**Brief:**
Please repeat the items from the line with "Each <instance> block pairs" up to and including the line with "positive clicks: (187, 792)", word for word.

══ Exercise inputs ══

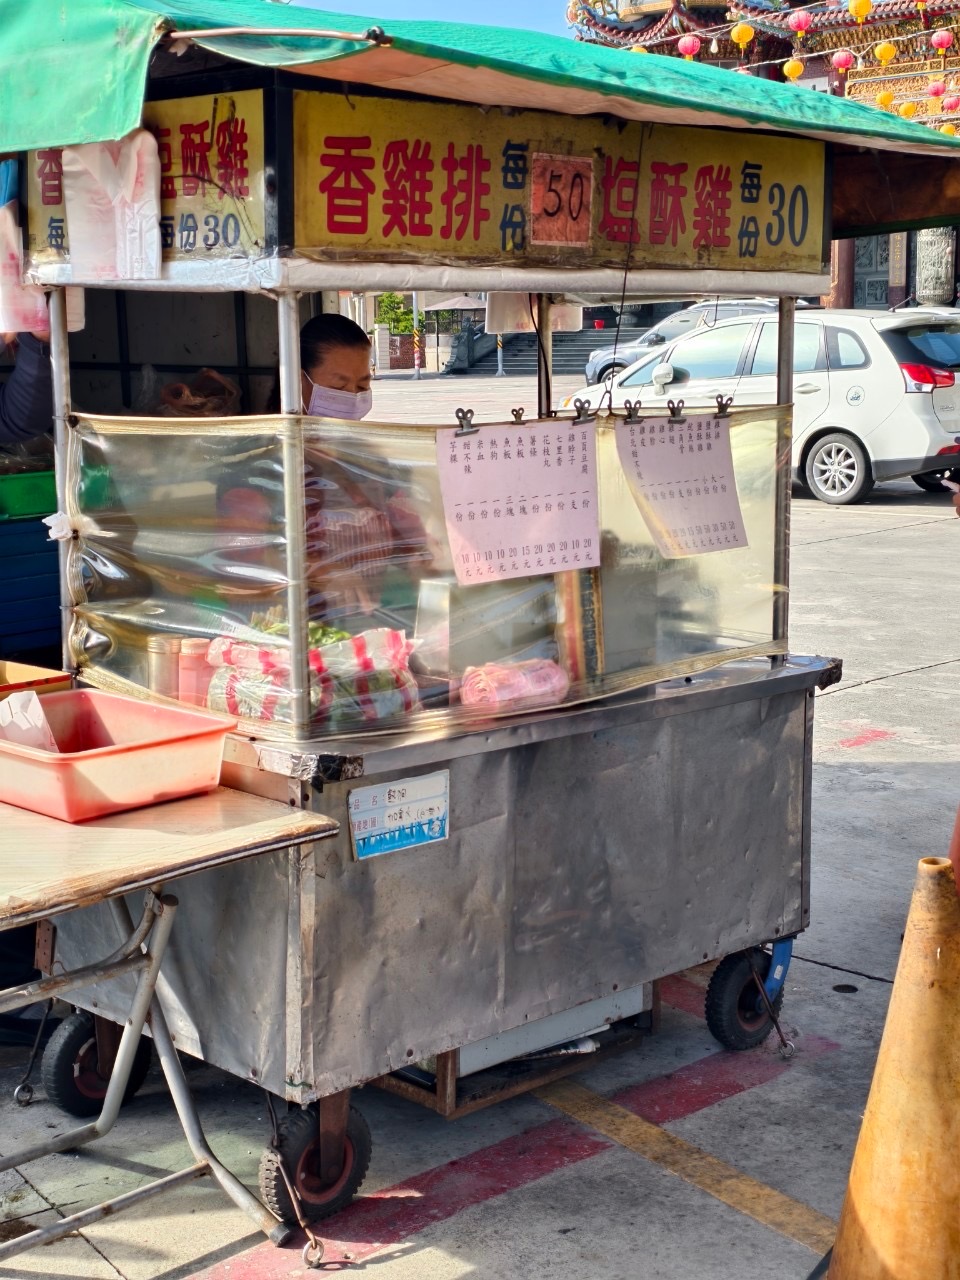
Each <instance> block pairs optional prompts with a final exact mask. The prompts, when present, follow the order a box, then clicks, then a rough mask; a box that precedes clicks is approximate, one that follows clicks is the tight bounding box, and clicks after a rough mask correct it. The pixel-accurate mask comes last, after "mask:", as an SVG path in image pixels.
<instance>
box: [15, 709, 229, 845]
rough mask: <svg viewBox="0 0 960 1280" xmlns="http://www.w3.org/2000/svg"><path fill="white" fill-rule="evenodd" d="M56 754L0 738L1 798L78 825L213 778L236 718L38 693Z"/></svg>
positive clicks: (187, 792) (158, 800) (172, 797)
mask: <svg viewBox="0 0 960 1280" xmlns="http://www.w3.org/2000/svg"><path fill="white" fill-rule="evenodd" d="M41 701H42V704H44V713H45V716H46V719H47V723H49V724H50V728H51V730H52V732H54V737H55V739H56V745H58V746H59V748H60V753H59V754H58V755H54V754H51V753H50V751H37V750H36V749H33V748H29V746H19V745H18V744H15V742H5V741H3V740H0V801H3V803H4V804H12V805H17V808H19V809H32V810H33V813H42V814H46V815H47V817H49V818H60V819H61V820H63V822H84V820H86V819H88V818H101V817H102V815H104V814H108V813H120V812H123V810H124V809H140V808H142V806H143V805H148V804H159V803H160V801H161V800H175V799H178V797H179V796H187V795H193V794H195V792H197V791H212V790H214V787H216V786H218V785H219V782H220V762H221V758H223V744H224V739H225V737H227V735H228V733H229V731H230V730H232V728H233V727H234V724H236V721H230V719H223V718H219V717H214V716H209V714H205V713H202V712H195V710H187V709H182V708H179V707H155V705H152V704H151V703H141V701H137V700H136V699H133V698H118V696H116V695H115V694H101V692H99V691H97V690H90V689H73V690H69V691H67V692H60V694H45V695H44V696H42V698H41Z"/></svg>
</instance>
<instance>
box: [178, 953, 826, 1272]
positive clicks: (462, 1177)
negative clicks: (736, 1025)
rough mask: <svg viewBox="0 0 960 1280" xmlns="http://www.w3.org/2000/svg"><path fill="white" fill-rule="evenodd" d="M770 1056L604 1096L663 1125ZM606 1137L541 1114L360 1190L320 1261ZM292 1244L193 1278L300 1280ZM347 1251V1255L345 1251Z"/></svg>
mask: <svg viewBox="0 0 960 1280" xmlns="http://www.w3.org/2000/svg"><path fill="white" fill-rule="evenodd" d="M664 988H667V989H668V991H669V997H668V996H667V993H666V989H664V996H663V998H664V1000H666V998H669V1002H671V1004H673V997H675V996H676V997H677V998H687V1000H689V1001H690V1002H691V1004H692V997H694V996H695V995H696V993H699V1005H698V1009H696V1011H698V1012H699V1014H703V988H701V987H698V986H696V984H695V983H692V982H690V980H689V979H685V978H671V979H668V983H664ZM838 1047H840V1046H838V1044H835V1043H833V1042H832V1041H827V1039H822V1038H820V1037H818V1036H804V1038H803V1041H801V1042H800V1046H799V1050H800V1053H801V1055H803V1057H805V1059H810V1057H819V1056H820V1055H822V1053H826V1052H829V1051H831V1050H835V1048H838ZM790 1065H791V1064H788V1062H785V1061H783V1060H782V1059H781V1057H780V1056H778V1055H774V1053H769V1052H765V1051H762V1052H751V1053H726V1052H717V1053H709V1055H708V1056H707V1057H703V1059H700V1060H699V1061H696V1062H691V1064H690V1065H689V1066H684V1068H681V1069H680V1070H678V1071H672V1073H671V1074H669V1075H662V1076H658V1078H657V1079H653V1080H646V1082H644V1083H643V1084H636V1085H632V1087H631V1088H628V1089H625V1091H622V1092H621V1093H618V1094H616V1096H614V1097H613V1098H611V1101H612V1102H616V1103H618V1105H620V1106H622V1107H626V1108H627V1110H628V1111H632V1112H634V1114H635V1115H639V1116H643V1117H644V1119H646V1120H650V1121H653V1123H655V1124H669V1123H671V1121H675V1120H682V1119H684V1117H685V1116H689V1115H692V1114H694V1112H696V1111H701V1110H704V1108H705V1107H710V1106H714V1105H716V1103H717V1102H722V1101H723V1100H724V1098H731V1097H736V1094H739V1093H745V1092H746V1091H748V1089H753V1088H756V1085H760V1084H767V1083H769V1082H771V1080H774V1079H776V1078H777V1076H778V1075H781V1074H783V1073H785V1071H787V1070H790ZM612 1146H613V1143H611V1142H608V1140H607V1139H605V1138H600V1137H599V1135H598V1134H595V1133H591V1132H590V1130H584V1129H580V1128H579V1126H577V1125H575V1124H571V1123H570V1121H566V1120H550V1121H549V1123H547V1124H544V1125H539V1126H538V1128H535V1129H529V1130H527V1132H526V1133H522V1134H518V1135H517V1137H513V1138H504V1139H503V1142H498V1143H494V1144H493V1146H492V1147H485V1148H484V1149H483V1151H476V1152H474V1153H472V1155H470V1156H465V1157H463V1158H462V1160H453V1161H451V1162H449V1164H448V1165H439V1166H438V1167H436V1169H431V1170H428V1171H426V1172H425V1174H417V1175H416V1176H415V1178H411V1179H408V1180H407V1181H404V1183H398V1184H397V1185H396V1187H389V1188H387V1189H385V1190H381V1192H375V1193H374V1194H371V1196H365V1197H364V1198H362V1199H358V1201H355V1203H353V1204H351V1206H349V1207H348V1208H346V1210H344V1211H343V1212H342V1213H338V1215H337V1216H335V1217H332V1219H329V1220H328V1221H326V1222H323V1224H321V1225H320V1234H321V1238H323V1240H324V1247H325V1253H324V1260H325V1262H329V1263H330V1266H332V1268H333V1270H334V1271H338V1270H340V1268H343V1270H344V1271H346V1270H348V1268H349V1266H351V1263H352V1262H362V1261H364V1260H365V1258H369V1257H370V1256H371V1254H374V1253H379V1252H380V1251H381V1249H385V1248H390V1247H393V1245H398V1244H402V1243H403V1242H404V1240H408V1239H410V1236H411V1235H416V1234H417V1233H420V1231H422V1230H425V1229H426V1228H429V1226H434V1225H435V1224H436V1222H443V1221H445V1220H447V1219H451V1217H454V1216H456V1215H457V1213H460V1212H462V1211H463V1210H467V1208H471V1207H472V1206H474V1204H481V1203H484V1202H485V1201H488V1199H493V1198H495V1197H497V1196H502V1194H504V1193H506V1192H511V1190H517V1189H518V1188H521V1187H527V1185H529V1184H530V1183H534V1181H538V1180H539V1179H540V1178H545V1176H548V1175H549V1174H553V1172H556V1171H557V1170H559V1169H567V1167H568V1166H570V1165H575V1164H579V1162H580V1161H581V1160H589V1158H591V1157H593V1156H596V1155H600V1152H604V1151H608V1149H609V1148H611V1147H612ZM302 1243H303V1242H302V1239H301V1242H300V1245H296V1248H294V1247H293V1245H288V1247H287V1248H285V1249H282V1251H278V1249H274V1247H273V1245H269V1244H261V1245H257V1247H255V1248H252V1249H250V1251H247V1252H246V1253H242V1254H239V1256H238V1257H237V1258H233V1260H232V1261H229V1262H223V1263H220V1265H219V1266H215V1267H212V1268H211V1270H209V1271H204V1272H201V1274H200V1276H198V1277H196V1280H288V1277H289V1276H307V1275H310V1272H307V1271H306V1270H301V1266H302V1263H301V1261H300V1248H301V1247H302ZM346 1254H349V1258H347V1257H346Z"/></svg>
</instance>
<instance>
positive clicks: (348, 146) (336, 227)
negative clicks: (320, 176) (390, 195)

═══
══ Exercise inputs ══

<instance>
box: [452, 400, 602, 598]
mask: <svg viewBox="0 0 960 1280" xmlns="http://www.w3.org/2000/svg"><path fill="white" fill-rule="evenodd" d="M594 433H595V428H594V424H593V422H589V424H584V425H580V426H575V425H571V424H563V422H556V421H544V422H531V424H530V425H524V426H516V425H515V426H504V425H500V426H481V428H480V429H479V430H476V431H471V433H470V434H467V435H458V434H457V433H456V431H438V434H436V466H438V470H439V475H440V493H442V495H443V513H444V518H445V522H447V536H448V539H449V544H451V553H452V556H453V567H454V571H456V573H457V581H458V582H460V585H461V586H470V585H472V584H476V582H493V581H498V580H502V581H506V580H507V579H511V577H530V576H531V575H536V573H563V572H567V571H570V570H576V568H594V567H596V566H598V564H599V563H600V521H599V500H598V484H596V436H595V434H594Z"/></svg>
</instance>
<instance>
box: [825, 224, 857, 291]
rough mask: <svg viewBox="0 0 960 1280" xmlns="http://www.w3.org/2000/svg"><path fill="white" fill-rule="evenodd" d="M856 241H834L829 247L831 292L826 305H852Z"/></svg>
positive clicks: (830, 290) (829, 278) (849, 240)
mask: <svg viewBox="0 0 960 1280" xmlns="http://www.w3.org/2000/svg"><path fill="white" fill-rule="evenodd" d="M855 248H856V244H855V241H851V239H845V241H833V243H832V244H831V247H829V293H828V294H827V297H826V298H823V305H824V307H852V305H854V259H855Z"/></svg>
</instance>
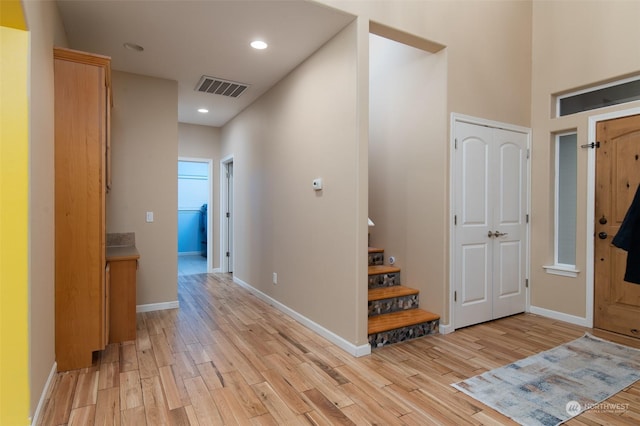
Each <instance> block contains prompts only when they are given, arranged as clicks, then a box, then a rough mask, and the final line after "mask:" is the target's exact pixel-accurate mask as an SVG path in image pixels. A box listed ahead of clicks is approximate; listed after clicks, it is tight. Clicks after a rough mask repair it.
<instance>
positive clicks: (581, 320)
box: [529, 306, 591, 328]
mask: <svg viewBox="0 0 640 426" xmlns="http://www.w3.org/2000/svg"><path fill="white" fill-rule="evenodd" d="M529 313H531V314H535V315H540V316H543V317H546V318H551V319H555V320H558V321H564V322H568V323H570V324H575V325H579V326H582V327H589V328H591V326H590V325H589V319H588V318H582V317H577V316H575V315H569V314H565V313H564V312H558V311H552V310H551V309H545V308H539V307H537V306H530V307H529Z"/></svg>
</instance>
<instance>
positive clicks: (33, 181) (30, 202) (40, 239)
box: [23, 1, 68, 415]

═══

**Answer for the task:**
Each <instance> block pairs optional prompts with a final exact mask. The prompts, when present, follow the order a box, then clicks, then a rough mask; a box that precedes clicks is approximate, one that follows clicks is the tight bounding box, and clicks after a rough mask correct it. The pixel-accurate mask comes last, after "mask:", as an SVG path in image pixels.
<instance>
box: [15, 709, 229, 845]
rough mask: <svg viewBox="0 0 960 1280" xmlns="http://www.w3.org/2000/svg"><path fill="white" fill-rule="evenodd" d="M56 754L0 738L1 798L78 825L213 778L236 718L38 693Z"/></svg>
positive clicks: (187, 792) (158, 800) (172, 797)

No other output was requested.